> Persyaratan Tugas
1) Salinlah bagian teks tentang maulid Nabi di bawah ini mulai dari "Dan hukum dasar" sampai dengan "dalam kitab Al-Madkhal.", termasuk kedua bagian tersebut.
2) Jawablah pertanyaan berikut berdasarkan teks tentang maulid Nabi di bawah ini.
(a) Menurut Imam Syafi'i, ada berapa macam perkara baru?
(b) Tentang pelaksanaan ibadah apa Umar bin Khaththab RA berkata, "Alangkah baiknya bid'ah ini"?
(c) Di dalam kitab apa Ibnu Hajj menyatakan kuat (rajih) pendapat tentang hukum dasar berkumpul untuk menyemarakkan syiar maulid?

> Teks Bacaan
- - - - -

Al Baihaqi meriwayatkan dari
Imam Syafi'i Ra bahwa dia berkata, "Perkara-perkara baru itu ada dua
macam, yaitu: pertama, perkara baru yang diada-adakan yang bertentangan dengan
Al Quran, Sunnah, atsar, atau ijma'. Maka, ini adalah bid'ah yang sesat. Kedua,
perkara-perkara baru yang baik; tidak ada pertentangan dengan satu pun (dari
rujukan-rujukan hukum di atas). Dan, ini adalah perkara baru yang tidak
tercela.
Umar bin Khaththab RA berkata tentang pelaksanaan shalat tarawih pada
bulan Ramadhan, "Alangkah baiknya bid'ah ini". Yakni ini adalah perkara baru yang belum dilaksanakan sebelumnya. Namun apabila
dilakukan maka kita juga tidak akan menemukannya bertentangan dengan perkara
yang dahulu (terjadi di zaman Nabi)". Demikian akhir kutipan dari pendapat
Imam Syafi'i.
Imam Suyuthi berkata, "Kegiatan merayakan maulid Nabi SAW tidak
bertentangan dengan Al Quran, Sunnah, atsar, maupun ijma'. Maka ini bukan
perbuatan tercela sebagaimana yang diungkapkan oleh Imam Syafi'i. Justru
kegiatan itu merupakan perbuatan baik yang belum dikenal pada masa-masa awal
Islam. Kegiatan memberi makan yang terlepas dari perbuatan dosa adalah
perbuatan baik. Dengan demikian, kegiatan maulid termasuk perkara baru yang
dianjurkan sebagaimana diungkapkan oleh Sultannya para Ulama, Izzuddin bin
Abdissalam."
Dan hukum dasar berkumpul untuk menyemarakkan syiar maulid adalah sunnah dan
qurbah (ibadah mendekatkan diri kepada Allah). Sebab kelahiran Nabi SAW
merupakan nikmat terbesar untuk kita, dan syariat memerintahkan kita untuk mengungkapkan
rasa syukur atas nikmat yang kita peroleh.
Inilah yang dinyatakan kuat (rajih) oleh Ibnu Hajj di dalam kitab Al-Madkhal.
Beliau berkata, "Karena pada bulan ini Allah SWT menganugerahkan kepada
manusia di bumi tokoh junjungan untuk orang-orang terdahulu dan sekarang, maka
wajib untuk ditingkatkan pada hari itu ibadah-ibadah, kebaikan, dan syukur
kepada Allah atas nikmat besar yang dilimpahkan-Nya kepada kita."
Dasar hukum yang dikeluarkan oleh Al-Hafizh Ibnu Hajar tentang kegiatan maulid
Nabi SAW adalah hadits yang terdapat di dalam Shahih Bukhari dan Shahih Muslim
bahwa Nabi SAW tiba ke Madinah dan menemukan orang-orang Yahudi sedang berpuasa
pada hari Asyu Ra, maka beliau menanyakan hal itu kepada mereka. Mereka pun
menjawab, "Ini adalah hari yang Fir'aun ditenggelamkan dan Musa
diselamatkan oleh Allah. Maka kami berpuasa padanya sebagai ungkapan syukur
kepada Allah SWT"

- - - - -

> Data Terekam
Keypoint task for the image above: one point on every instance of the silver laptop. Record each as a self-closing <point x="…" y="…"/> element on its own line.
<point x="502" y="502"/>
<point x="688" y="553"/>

- - - - -

> Jawaban Setiap Tugas
1)
Dan hukum dasar berkumpul untuk menyemarakkan syiar maulid adalah sunnah dan
qurbah (ibadah mendekatkan diri kepada Allah). Sebab kelahiran Nabi SAW
merupakan nikmat terbesar untuk kita, dan syariat memerintahkan kita untuk mengungkapkan
rasa syukur atas nikmat yang kita peroleh.
Inilah yang dinyatakan kuat (rajih) oleh Ibnu Hajj di dalam kitab Al-Madkhal.

2)
(a) Dua macam.
(b) Pelaksanaan shalat tarawih pada bulan Ramadhan.
(c) Kitab Al-Madkhal.